Today’s infrastructure needs greater than roads and bridges – It’s time to face our digital connectiveness
For the past four years there seem to be a recurring theme not unlike the famous movie Groundhog Day, where the past keeps repeating itself. So, it’s Infrastructure Day/Week again where the press is summoned to learn of “infrastructure week.” Now under a still relatively new administration, we find ourselves once again trying to understand another infrastructure initiative. As in the past, everyone recognizes the need to address infrastructure in America, and most public opinion polls suggest much support—and across party lines. But as in the past the details and a hefty price tag keep getting in the way. Some view infrastructure in a more contained and traditional sense; rebuilding roads, bridges and schools. And to be fair, no one disputes such needs. There are also those who view infrastructure in a more future-facing manner that also includes digital infrastructure.

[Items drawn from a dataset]
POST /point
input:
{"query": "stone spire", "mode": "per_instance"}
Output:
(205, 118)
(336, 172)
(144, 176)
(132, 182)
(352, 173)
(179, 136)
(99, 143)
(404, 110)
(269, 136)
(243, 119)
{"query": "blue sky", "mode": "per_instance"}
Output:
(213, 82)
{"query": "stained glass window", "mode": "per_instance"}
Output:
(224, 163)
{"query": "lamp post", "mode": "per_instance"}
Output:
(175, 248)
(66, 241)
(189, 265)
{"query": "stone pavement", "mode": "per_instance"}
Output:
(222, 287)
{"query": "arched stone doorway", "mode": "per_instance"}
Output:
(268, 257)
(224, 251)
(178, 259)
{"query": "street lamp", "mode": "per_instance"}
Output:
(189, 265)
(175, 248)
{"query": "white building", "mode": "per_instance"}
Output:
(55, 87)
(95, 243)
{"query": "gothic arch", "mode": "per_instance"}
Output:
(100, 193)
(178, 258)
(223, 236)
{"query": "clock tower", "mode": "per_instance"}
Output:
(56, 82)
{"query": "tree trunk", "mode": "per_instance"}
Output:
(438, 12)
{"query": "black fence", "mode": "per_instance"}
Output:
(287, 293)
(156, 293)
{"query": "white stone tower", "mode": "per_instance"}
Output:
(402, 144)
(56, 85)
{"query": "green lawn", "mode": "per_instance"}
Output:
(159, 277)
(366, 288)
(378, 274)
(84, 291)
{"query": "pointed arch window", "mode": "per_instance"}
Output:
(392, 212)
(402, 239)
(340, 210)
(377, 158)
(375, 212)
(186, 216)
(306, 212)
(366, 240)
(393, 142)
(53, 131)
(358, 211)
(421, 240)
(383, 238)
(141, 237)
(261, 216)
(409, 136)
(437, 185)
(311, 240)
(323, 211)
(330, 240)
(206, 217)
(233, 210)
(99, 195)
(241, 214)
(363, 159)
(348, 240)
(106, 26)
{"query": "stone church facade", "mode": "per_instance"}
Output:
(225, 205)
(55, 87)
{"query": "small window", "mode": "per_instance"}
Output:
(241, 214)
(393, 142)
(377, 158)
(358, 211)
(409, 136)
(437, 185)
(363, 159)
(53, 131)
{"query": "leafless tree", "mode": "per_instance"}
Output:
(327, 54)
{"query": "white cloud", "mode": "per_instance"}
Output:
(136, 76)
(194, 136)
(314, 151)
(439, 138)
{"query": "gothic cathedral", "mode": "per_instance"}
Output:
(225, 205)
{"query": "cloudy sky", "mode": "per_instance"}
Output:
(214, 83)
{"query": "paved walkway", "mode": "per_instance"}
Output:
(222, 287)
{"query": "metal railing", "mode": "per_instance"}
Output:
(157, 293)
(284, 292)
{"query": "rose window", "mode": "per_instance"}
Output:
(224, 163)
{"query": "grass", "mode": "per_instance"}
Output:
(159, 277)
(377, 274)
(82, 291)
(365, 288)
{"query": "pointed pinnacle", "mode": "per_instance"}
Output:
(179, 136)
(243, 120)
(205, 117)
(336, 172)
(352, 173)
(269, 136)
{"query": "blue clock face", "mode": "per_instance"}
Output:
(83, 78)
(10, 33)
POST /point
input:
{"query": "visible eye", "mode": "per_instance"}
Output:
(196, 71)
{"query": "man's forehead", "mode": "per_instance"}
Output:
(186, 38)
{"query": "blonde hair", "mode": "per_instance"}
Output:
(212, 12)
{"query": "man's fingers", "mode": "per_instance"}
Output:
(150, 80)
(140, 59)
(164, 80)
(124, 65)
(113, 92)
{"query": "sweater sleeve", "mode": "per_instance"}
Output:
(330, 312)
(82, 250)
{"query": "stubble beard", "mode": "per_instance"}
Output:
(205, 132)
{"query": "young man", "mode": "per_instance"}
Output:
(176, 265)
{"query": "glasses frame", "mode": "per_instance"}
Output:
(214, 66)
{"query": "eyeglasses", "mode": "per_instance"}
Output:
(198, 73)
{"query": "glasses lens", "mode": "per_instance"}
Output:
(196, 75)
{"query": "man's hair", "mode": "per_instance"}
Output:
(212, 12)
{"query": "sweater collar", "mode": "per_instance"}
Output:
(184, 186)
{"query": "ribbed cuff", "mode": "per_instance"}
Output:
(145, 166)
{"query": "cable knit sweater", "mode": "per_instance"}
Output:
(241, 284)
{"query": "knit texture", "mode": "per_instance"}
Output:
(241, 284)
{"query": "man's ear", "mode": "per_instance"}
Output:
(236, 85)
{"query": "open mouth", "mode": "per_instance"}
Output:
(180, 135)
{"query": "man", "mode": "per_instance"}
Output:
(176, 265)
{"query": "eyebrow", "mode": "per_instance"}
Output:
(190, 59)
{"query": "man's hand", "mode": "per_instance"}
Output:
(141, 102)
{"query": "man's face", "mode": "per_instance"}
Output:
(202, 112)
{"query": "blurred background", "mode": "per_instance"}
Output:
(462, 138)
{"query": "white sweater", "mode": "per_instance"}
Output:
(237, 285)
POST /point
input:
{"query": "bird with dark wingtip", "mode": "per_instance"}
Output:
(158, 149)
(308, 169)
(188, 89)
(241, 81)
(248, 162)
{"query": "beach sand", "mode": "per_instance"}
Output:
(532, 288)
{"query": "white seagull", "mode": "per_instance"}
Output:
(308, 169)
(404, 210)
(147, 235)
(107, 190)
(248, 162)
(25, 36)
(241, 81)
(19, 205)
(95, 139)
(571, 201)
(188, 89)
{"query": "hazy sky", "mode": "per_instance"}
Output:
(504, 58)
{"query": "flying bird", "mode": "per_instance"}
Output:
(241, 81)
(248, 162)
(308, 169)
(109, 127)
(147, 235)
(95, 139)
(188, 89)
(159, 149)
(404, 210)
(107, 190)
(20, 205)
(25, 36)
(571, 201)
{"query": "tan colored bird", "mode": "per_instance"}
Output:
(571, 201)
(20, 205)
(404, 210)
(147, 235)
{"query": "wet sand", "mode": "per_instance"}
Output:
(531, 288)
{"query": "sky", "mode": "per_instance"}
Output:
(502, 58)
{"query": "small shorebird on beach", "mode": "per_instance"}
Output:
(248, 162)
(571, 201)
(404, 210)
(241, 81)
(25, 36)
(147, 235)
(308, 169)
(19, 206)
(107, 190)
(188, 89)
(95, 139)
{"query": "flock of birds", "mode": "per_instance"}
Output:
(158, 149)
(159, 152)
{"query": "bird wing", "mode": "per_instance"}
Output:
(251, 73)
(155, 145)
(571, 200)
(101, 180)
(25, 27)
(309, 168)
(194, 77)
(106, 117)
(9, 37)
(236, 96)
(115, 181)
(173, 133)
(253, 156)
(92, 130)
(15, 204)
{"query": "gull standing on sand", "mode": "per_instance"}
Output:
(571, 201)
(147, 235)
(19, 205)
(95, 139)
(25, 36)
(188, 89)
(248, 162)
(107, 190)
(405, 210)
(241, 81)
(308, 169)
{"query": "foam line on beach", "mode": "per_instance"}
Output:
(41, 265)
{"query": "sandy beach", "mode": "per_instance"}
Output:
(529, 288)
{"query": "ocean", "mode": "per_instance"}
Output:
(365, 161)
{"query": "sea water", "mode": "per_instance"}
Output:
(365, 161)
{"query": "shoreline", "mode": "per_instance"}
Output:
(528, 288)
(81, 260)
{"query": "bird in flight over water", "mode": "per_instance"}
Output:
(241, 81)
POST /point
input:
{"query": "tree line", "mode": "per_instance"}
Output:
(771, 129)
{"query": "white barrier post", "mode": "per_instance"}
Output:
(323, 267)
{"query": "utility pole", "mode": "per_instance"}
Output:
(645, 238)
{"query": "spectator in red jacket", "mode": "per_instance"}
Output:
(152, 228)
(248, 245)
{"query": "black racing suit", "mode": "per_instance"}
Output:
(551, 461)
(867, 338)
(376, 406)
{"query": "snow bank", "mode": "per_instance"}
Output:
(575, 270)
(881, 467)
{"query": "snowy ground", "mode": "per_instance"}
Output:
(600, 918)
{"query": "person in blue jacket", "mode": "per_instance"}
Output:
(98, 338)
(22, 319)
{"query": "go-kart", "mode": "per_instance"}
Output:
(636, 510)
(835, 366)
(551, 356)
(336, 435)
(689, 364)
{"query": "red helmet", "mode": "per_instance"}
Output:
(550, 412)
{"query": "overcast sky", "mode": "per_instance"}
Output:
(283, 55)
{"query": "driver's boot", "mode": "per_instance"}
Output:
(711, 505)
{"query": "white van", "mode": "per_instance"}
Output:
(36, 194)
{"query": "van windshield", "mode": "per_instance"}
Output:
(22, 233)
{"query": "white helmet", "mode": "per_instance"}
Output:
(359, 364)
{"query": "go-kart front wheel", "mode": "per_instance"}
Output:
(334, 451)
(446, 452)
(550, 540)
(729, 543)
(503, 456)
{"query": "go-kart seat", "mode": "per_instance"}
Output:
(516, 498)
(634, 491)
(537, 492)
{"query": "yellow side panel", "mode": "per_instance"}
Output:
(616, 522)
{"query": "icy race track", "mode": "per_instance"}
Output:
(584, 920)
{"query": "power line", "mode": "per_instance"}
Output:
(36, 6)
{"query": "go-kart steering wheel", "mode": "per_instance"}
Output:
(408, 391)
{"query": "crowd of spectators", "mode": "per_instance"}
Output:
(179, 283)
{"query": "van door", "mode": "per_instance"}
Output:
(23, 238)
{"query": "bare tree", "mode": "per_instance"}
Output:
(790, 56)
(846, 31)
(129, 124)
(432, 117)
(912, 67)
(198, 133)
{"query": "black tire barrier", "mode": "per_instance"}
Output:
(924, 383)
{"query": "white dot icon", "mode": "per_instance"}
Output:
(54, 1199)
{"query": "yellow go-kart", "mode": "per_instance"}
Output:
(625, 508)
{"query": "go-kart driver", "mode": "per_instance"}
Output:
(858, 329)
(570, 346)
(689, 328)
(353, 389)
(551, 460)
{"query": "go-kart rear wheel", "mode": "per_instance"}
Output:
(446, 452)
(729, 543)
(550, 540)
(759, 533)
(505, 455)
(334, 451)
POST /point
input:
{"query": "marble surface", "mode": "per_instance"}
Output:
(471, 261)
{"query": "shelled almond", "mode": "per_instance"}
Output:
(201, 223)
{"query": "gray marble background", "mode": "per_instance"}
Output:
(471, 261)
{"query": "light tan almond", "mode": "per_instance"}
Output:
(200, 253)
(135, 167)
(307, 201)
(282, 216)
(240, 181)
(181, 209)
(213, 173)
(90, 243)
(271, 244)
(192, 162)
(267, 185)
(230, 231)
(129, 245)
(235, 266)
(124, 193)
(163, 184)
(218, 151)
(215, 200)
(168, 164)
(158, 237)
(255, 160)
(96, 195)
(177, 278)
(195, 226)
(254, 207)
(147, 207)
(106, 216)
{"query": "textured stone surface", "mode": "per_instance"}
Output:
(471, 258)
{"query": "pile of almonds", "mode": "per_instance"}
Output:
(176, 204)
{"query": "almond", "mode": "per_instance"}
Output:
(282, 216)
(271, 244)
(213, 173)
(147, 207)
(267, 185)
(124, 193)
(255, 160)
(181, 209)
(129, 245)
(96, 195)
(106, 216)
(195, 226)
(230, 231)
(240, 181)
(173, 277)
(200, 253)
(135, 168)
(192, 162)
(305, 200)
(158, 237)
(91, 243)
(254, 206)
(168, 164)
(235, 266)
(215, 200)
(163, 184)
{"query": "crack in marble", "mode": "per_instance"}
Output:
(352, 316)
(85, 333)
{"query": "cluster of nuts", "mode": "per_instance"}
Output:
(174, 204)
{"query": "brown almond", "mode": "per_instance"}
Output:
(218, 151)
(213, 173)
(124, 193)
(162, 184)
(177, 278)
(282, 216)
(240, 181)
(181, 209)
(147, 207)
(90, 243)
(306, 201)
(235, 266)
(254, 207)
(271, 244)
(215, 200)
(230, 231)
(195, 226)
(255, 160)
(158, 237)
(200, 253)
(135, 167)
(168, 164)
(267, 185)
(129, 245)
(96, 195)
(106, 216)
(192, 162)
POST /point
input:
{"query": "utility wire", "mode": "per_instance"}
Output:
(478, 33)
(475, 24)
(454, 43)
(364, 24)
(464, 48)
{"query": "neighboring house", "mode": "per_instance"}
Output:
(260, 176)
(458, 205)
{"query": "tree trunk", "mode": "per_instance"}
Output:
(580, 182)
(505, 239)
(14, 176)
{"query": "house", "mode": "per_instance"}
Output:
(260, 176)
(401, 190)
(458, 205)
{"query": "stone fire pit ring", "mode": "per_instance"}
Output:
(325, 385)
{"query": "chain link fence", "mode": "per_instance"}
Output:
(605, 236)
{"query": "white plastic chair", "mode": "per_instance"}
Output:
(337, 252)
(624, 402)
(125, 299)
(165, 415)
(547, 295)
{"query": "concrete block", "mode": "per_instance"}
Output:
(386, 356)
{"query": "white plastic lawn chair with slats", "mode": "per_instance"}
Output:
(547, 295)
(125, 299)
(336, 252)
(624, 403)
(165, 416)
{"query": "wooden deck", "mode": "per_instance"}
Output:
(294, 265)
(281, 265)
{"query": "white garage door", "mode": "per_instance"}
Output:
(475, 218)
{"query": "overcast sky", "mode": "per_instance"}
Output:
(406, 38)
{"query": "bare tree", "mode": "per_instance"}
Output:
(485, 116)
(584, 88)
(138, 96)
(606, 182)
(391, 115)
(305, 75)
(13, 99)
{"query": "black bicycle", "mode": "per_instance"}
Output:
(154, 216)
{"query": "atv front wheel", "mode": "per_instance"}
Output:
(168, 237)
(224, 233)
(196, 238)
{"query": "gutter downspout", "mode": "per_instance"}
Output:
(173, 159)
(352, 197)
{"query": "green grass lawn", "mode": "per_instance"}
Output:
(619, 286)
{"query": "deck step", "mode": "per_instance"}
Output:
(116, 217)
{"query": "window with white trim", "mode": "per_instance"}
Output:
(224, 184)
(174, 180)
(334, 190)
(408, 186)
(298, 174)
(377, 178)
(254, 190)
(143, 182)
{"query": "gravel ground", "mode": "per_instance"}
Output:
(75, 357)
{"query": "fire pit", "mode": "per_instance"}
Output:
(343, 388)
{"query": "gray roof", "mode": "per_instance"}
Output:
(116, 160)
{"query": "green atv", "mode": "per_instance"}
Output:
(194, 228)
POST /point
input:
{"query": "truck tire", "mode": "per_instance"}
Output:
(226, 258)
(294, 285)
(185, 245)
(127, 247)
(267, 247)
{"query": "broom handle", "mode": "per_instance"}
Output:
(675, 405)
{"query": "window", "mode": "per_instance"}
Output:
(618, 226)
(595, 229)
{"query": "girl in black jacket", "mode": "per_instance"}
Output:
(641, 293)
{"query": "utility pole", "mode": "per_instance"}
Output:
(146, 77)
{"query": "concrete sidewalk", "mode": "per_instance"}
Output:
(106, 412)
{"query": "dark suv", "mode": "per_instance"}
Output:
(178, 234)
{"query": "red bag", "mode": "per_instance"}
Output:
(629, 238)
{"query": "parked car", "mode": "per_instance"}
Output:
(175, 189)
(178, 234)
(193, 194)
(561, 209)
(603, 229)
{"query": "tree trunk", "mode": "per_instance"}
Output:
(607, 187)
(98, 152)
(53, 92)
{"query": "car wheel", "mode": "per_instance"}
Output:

THE PROBLEM: Continue the infrastructure piece above from its last sentence, which ends with "also includes digital infrastructure."

TASK ANSWER:
Certainly, the pandemic has laid bare the fragility of our ability to connect during turbulent times and underscored the need for attention to digital infrastructure. Until recently, telework was often regarded with high degrees of skepticism and perhaps jealousy and mistrust. There was a fear that some would take advantage from working remotely and not perform, other stated that it would be unfair to have some work remotely and other not. The pandemic clearly proved the naysayers wrong, and the “great Pivot of 2020” proved that it worked exceedingly well. Mangers I know have stated that just because someone is in an office doesn’t necessarily equate to productivity.
Telework was created in 2001 with Congressional interest in expanding the use of telework in the Executive branch and began in earnest with the passage of the Transportation and Related Agencies Appropriations Act of 2001. It was never designed to be used to reward employees or make their jobs easier—no, it was really about government resiliency and would help keep the government running in case of an emergency—including a pandemic.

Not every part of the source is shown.